• _Page text_
-- START --

Now that you're in the Materialize CLI, define all of the tables in mysql.shop as Kafka sources:

CREATE SOURCE purchases
FROM KAFKA BROKER 'redpanda:9092' TOPIC 'mysql.shop.purchases'
FORMAT AVRO USING CONFLUENT SCHEMA REGISTRY 'http://redpanda:8081'
ENVELOPE DEBEZIUM;

CREATE SOURCE items
FROM KAFKA BROKER 'redpanda:9092' TOPIC 'mysql.shop.items'
FORMAT AVRO USING CONFLUENT SCHEMA REGISTRY 'http://redpanda:8081'
ENVELOPE DEBEZIUM;

CREATE SOURCE users
FROM KAFKA BROKER 'redpanda:9092' TOPIC 'mysql.shop.users'
FORMAT AVRO USING CONFLUENT SCHEMA REGISTRY 'http://redpanda:8081'
ENVELOPE DEBEZIUM;

CREATE SOURCE json_pageviews
FROM KAFKA BROKER 'redpanda:9092' TOPIC 'pageviews'
FORMAT BYTES;

Because the first three sources are pulling message schema data from the registry, Materialize knows the column types to use for each attribute. The last source is a JSON-formatted source for the pageviews.

Now if you run SHOW SOURCES; in the CLI, you should see the four sources we created:

materialize=> SHOW SOURCES;
    name
----------------
items
json_pageviews
purchases
users
(4 rows)

materialize=>

Next we will create a NON-materialized view, you can almost think of this as a reusable template to be used in other materialized view.

CREATE VIEW pageview_stg AS
    SELECT
        *,
        regexp_match(url, '/(products|profiles)/')[1] AS pageview_type,
        (regexp_match(url, '/(?:products|profiles)/(\d+)')[1])::INT AS target_id
    FROM (
        SELECT
            (data->'user_id')::INT AS user_id,
            data->>'url' AS url,
            data->>'channel' AS channel,
            (data->>'received_at')::double AS received_at
        FROM (
            SELECT CAST(data AS jsonb) AS data
            FROM (
                SELECT convert_from(data, 'utf8') AS data
                FROM json_pageviews
            )

-- END --

• _Excerpted data_
-- START --

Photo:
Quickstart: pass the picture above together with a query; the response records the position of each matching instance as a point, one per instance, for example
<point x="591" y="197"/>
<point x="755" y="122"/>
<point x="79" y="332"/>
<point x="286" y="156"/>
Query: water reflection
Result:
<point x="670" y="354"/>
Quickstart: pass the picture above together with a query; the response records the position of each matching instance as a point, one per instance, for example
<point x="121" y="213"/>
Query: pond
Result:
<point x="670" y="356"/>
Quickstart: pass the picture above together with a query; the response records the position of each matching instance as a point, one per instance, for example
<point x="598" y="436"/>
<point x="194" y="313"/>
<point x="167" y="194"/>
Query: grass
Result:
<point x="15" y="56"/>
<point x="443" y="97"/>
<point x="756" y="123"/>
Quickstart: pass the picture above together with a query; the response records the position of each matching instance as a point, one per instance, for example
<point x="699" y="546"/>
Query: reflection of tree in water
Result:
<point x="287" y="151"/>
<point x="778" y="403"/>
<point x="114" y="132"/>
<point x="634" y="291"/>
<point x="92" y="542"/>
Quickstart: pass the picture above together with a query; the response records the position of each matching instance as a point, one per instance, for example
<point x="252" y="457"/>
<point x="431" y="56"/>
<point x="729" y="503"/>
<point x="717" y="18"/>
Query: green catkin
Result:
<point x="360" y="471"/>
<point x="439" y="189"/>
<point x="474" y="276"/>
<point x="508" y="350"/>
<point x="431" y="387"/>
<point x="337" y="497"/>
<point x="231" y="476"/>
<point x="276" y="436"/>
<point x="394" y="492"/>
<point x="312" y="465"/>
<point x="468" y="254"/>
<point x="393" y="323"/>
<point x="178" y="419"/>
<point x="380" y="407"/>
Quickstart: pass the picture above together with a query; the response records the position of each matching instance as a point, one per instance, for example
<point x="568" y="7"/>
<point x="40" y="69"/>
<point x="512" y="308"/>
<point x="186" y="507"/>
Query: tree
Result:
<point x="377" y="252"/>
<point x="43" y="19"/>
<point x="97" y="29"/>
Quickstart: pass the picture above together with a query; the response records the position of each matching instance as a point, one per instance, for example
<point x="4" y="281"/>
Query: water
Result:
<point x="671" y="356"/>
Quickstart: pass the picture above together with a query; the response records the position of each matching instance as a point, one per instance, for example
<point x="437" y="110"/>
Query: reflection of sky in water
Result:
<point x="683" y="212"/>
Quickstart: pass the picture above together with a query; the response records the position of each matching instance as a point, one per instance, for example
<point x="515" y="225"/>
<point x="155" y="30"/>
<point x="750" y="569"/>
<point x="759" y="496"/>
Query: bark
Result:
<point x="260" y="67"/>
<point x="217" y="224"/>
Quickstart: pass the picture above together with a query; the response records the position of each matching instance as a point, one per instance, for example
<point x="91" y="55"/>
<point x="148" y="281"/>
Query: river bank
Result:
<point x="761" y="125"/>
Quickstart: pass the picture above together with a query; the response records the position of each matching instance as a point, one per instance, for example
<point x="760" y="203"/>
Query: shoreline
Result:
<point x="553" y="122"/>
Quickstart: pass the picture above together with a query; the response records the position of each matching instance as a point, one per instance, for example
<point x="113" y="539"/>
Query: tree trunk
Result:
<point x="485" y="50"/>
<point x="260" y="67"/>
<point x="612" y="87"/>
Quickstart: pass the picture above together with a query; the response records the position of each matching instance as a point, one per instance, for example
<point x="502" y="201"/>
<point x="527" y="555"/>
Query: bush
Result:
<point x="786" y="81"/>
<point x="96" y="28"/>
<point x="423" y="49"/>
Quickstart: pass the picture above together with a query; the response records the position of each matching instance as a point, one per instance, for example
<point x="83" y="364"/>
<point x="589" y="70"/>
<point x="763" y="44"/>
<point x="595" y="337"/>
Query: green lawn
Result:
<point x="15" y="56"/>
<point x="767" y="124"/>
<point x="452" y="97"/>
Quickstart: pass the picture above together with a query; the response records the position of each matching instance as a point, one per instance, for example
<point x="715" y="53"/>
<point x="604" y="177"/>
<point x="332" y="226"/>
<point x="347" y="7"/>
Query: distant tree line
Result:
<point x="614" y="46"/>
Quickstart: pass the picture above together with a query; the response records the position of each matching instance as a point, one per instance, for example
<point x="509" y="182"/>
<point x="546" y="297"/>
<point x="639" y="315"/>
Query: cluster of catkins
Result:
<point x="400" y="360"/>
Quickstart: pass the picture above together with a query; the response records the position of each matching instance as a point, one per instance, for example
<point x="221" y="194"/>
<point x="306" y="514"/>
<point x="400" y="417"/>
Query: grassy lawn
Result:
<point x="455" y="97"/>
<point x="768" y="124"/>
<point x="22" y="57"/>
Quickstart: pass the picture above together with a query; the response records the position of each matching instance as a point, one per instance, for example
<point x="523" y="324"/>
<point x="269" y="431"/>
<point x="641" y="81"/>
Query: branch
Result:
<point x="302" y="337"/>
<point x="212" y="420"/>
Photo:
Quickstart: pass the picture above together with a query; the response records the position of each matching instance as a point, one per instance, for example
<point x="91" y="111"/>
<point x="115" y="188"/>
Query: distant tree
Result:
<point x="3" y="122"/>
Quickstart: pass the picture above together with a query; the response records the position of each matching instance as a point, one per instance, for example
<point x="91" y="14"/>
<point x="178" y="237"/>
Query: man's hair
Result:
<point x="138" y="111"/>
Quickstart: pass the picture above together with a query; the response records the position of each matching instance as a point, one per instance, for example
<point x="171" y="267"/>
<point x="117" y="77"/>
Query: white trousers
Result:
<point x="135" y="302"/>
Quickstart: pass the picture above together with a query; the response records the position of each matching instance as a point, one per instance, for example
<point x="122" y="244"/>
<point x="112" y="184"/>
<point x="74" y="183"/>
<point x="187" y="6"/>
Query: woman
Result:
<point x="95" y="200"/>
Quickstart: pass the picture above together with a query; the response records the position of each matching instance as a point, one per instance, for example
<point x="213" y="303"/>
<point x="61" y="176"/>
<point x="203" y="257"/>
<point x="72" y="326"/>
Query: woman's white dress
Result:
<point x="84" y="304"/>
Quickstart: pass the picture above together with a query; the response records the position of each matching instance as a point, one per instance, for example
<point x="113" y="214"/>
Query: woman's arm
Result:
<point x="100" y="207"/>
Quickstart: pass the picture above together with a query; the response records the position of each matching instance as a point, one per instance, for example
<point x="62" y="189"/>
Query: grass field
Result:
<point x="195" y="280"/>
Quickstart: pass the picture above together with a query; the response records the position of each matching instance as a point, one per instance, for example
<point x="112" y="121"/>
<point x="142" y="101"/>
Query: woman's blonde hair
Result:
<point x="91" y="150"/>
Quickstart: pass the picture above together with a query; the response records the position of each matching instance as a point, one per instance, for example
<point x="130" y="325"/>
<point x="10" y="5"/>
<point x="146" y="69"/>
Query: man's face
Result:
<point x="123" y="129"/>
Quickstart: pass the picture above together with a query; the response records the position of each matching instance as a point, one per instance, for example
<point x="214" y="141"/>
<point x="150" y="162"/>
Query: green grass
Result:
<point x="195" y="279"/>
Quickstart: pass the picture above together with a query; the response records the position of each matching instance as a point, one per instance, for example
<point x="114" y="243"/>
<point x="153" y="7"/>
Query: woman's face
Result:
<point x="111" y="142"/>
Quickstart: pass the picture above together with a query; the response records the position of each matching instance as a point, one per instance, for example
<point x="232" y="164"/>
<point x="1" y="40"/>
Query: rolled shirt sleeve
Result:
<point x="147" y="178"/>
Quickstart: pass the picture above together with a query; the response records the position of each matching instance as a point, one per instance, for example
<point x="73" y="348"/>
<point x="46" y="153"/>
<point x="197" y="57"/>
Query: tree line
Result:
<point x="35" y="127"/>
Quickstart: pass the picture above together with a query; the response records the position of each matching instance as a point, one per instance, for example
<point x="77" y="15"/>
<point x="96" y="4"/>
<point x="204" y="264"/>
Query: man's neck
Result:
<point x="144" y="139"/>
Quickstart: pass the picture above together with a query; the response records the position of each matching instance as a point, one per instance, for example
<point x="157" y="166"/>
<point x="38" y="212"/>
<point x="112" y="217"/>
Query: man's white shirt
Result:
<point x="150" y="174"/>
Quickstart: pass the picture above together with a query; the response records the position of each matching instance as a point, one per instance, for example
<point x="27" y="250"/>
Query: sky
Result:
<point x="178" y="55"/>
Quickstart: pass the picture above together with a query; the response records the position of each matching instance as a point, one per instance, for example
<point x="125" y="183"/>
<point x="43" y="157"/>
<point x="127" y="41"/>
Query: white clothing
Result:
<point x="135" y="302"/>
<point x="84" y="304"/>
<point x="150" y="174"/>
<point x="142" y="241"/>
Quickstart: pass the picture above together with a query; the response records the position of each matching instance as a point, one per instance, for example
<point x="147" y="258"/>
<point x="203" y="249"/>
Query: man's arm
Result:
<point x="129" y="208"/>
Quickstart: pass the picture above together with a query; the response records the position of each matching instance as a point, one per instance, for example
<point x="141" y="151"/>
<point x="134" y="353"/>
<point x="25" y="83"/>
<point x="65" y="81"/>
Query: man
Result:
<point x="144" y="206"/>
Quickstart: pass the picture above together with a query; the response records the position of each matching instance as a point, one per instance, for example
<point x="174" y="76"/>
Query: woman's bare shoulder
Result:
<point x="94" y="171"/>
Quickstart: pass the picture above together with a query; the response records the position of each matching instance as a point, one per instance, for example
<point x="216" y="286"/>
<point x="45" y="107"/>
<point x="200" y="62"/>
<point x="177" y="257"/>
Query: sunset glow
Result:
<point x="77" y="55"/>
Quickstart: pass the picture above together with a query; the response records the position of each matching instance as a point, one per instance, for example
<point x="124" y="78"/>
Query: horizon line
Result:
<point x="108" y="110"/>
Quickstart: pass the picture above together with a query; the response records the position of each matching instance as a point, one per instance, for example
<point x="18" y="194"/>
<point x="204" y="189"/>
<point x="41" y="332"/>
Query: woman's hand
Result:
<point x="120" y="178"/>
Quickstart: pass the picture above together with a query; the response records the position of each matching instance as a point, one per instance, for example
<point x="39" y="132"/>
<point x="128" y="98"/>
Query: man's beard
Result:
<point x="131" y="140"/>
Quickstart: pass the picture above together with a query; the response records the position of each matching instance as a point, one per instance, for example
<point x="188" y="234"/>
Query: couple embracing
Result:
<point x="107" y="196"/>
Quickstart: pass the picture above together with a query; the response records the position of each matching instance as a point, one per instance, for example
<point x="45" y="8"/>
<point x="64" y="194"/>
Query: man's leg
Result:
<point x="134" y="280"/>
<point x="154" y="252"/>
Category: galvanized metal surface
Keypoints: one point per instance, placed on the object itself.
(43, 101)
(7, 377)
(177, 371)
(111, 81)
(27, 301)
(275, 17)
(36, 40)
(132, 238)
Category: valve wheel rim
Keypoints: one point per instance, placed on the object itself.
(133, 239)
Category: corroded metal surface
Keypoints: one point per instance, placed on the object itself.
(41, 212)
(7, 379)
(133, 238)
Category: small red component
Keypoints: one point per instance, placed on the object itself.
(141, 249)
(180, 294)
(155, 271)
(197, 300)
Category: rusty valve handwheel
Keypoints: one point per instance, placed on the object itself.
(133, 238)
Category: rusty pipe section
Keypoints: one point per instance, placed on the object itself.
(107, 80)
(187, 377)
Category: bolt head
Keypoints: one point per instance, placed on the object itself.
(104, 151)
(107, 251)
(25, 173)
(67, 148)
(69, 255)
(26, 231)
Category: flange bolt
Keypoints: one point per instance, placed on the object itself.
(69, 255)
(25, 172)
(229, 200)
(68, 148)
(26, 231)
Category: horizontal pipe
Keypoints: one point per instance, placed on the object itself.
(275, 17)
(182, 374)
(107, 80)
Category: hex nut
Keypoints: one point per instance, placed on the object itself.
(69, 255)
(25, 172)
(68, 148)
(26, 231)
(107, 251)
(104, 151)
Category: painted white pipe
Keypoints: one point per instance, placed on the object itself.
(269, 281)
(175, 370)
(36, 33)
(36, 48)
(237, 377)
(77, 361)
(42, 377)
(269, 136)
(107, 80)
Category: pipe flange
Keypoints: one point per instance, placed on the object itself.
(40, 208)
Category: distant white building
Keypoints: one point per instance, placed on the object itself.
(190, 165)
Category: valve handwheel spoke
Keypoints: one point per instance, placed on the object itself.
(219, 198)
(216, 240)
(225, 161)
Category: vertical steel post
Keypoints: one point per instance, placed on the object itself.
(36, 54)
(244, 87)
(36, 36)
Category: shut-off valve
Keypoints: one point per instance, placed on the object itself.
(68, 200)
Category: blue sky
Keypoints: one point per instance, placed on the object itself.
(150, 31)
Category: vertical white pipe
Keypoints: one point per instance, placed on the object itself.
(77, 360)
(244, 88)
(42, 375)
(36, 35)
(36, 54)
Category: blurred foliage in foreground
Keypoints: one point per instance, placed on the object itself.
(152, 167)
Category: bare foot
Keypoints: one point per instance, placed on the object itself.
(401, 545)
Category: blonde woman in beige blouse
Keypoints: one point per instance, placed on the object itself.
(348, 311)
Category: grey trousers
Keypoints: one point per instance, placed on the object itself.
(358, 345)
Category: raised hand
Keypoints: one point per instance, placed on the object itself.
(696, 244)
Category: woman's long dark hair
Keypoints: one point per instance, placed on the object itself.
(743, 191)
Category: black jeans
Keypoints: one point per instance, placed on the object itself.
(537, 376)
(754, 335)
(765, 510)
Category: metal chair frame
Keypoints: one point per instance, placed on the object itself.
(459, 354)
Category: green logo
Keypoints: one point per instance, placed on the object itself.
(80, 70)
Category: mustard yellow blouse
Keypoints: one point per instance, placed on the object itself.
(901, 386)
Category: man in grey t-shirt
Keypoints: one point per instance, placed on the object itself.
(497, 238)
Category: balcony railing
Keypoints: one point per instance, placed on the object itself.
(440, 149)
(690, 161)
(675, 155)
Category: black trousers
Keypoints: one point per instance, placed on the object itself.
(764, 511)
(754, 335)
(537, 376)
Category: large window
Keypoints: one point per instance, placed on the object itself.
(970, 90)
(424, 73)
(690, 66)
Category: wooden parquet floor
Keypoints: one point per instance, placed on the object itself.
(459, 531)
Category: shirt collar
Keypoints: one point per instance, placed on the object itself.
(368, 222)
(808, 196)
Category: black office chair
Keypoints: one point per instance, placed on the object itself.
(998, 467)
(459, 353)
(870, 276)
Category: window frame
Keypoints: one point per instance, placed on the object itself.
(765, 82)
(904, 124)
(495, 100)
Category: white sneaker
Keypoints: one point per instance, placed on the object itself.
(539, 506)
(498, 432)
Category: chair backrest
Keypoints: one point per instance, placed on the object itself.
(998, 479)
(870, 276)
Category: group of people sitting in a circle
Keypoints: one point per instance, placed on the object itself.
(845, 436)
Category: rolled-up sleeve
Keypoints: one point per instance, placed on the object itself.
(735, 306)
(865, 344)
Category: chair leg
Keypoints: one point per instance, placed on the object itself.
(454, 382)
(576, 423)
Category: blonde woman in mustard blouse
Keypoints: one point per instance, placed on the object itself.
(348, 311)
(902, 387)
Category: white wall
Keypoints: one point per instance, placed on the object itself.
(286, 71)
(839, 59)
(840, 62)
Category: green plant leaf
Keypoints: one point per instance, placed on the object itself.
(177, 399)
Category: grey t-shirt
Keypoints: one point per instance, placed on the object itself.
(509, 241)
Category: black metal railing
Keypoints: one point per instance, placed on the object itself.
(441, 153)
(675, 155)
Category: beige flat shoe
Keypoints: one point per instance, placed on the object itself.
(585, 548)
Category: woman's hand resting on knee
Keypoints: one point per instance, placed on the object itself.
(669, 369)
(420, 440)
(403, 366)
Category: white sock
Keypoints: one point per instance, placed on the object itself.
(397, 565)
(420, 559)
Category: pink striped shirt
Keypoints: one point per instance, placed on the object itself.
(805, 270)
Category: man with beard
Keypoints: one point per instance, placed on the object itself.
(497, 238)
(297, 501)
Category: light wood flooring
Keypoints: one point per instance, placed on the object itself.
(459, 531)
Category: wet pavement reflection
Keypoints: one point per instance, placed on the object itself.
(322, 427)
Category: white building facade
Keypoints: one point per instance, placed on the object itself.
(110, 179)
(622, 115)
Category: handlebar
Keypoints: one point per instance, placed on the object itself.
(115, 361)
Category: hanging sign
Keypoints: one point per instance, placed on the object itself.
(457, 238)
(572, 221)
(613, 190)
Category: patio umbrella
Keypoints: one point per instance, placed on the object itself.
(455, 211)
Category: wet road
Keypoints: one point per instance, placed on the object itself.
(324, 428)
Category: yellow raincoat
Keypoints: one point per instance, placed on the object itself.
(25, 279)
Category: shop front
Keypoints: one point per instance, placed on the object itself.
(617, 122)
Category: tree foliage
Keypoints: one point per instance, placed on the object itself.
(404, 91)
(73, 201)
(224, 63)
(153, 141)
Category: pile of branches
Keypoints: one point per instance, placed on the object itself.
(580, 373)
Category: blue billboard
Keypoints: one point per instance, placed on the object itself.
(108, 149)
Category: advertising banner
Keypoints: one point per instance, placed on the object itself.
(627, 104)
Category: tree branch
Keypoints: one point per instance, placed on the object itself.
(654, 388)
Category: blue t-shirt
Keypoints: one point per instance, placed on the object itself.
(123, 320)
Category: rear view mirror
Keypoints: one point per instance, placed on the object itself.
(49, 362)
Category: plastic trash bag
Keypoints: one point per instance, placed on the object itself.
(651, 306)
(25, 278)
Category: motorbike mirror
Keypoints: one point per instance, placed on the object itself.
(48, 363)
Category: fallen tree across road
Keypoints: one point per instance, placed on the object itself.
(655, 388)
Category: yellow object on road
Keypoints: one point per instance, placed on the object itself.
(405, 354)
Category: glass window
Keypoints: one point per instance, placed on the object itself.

-- END --

• _Task description_
Copy the Materialize setup text from "Because the first" up to and including "for the pageviews.", substituting "data types" for "column types".

• _Correct result_
Because the first three sources are pulling message schema data from the registry, Materialize knows the data types to use for each attribute. The last source is a JSON-formatted source for the pageviews.